NITI Aayog, in its quarterly Trade Watch report, has explicitly flagged that Middle East instability is putting pressure on India’s current account deficit and exchange rate, while simultaneously slowing progress on the India-GCC Free Trade Agreement that was expected to deepen economic ties with Gulf nations this year.


Nine Million Workers. Tens of Billions in Remittances.

India’s exposure to the Gulf is not only about energy. Approximately nine million Indians live and work in Gulf countries, making the region one of the largest single sources of remittance income for Indian families.

The Iran war is already disrupting Gulf economies and labour markets. Deutsche Welle reported in April 2026 that thousands of Indian workers have been forced to return home as economic activity in Gulf nations contracts under the weight of the conflict.

Remittance flows from the Gulf represent a critical income source for households across Kerala, Uttar Pradesh, Bihar, Rajasthan, and Andhra Pradesh. Any sustained reduction in those flows removes a meaningful cushion from some of India’s most remittance-dependent communities.


India’s Response: Diversification Under Pressure

The Indian government has moved quickly on multiple fronts. Refineries have been directed to maximise LPG production, generating a 25 percent increase in domestic output by late March 2026. Emergency procurement has been initiated from Algeria, Norway, the United States, Canada, and Russia, with the government reporting that approximately 70 percent of crude imports are now being routed outside the Strait of Hormuz, up from 55 percent earlier.

India is also in talks with the United States to secure marine insurance cover for energy cargoes from the Middle East.

These are necessary and meaningful steps. But they are also responses to a vulnerability that was structural and long-standing, not one that appeared without warning. India’s near-total routing of LPG imports through a single maritime chokepoint — and its decade-long dependence on Gulf energy for over half its crude — were known risks that the current crisis has converted from theoretical to material.

The 2026 Middle East conflict has delivered the clearest signal yet that India’s energy security strategy requires not just emergency diversification, but a durable structural rethinking of where its fuel comes from and how reliably it can arrive.

▸ PROVIDED DATA

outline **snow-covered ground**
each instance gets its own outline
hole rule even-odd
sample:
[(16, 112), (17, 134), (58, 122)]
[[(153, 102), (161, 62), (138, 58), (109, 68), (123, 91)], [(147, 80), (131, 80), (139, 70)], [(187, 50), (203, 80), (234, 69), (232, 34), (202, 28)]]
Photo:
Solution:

▸ GIVEN TASK
According to the text on India and the Middle East conflict, what share of crude imports does the government report is now routed outside the Strait of Hormuz?

▸ EXERCISE ANSWER
Approximately 70 percent.